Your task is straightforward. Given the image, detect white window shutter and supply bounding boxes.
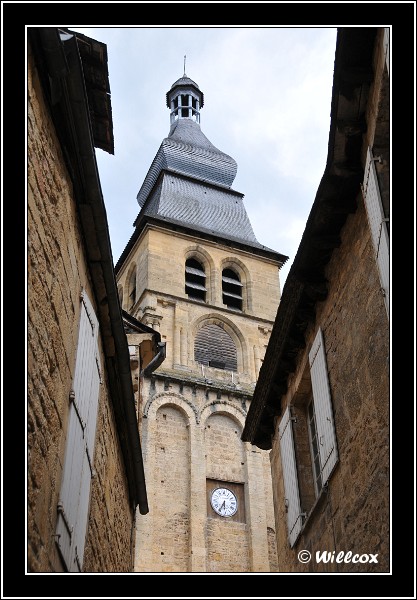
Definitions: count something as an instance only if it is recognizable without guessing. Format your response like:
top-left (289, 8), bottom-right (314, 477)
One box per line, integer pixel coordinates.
top-left (384, 27), bottom-right (389, 75)
top-left (279, 407), bottom-right (303, 548)
top-left (363, 148), bottom-right (389, 314)
top-left (309, 328), bottom-right (338, 485)
top-left (56, 291), bottom-right (101, 572)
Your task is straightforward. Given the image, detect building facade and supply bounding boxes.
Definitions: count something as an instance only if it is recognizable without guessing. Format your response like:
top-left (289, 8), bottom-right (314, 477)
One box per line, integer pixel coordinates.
top-left (242, 27), bottom-right (390, 573)
top-left (27, 27), bottom-right (158, 573)
top-left (116, 73), bottom-right (287, 572)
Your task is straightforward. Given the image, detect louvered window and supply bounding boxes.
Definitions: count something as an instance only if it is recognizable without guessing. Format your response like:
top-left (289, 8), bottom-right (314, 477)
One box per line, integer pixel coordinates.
top-left (185, 258), bottom-right (207, 302)
top-left (279, 407), bottom-right (303, 548)
top-left (363, 148), bottom-right (389, 314)
top-left (194, 323), bottom-right (237, 371)
top-left (222, 269), bottom-right (243, 310)
top-left (279, 329), bottom-right (338, 547)
top-left (56, 292), bottom-right (101, 572)
top-left (309, 329), bottom-right (338, 485)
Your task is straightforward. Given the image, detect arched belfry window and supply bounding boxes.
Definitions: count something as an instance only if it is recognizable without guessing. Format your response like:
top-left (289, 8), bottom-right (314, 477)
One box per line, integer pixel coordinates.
top-left (185, 258), bottom-right (207, 302)
top-left (194, 323), bottom-right (237, 371)
top-left (222, 269), bottom-right (243, 310)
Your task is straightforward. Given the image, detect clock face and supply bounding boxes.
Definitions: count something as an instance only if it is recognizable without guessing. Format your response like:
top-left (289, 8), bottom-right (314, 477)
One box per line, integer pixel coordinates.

◆ ◆ ◆ ◆

Write out the whole listing above as a JSON list of strings, one string per line, with blank lines skipped. Leave the picture out of the list.

[
  "Your task is straightforward. Given the image, detect white window shutter and supply bounding boxes.",
  "Definitions: count something as an instance only if it is recognizable without guessing. Format your response like:",
  "top-left (289, 8), bottom-right (314, 477)",
  "One box per line, integer pixel coordinates.",
  "top-left (384, 27), bottom-right (389, 75)",
  "top-left (279, 407), bottom-right (303, 548)",
  "top-left (363, 148), bottom-right (389, 314)",
  "top-left (309, 328), bottom-right (338, 485)",
  "top-left (56, 291), bottom-right (101, 572)",
  "Your task is straightforward. Given the image, detect building facade and supply bounding boxes.",
  "Definitions: count something as an instance only if it is recognizable without guessing. Format your response like:",
  "top-left (289, 8), bottom-right (314, 477)",
  "One box per line, integer pixel coordinates.",
  "top-left (242, 27), bottom-right (390, 573)",
  "top-left (27, 27), bottom-right (158, 573)",
  "top-left (116, 73), bottom-right (287, 572)",
  "Your task is straightforward. Given the image, detect louvered window and supply bounding boxes.",
  "Definitions: count something as an instance only if it is recognizable without guessing. Format your response like:",
  "top-left (289, 8), bottom-right (314, 477)",
  "One box per line, integer pixel coordinates.",
  "top-left (185, 258), bottom-right (207, 302)",
  "top-left (279, 407), bottom-right (303, 548)",
  "top-left (363, 148), bottom-right (389, 314)",
  "top-left (194, 323), bottom-right (237, 371)",
  "top-left (222, 269), bottom-right (243, 310)",
  "top-left (279, 329), bottom-right (338, 547)",
  "top-left (56, 292), bottom-right (101, 572)",
  "top-left (309, 329), bottom-right (338, 485)",
  "Your task is straightforward. Given the image, detect arched belfry window and supply bounding boxes.",
  "Definitions: count something as an instance only if it is recognizable without guessing. Format your response like:",
  "top-left (289, 8), bottom-right (314, 477)",
  "One box per line, integer pixel coordinates.",
  "top-left (185, 258), bottom-right (207, 302)",
  "top-left (194, 323), bottom-right (237, 371)",
  "top-left (222, 269), bottom-right (243, 310)",
  "Your task is straightforward. Given the image, detect clock face and supply bounding boxes.",
  "Definitions: count something as an instance only if it is recognizable without guessing. Format your response like:",
  "top-left (289, 8), bottom-right (314, 477)",
  "One box per line, integer pixel coordinates."
]